REQUIRED WORK:
Scan the records for the word "suit". Return each line where it is found.

DATASET EXCERPTS:
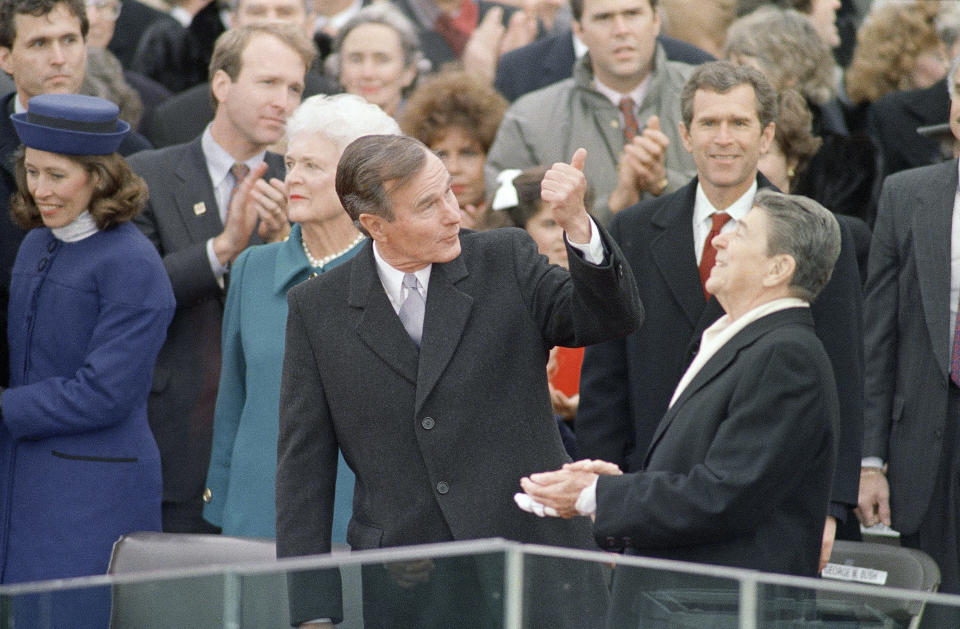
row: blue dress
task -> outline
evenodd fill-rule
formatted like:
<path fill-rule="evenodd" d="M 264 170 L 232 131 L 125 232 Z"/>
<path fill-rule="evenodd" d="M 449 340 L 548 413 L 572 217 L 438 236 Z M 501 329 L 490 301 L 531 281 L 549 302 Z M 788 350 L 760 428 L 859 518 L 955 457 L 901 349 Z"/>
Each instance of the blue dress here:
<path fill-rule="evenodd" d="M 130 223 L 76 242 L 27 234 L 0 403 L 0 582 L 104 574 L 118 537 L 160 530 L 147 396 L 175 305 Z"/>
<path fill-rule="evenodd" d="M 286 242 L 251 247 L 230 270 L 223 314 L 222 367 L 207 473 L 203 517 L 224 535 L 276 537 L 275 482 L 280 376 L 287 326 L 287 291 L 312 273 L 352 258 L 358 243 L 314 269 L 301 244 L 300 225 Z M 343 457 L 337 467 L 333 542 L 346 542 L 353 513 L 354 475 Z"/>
---
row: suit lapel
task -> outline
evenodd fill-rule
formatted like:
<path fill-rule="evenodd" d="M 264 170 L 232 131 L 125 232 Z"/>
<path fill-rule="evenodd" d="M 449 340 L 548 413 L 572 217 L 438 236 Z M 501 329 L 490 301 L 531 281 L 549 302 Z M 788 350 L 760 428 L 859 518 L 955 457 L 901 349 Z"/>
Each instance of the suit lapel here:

OUTPUT OF THE TASK:
row: suit lapel
Each instance of the suit lapel here:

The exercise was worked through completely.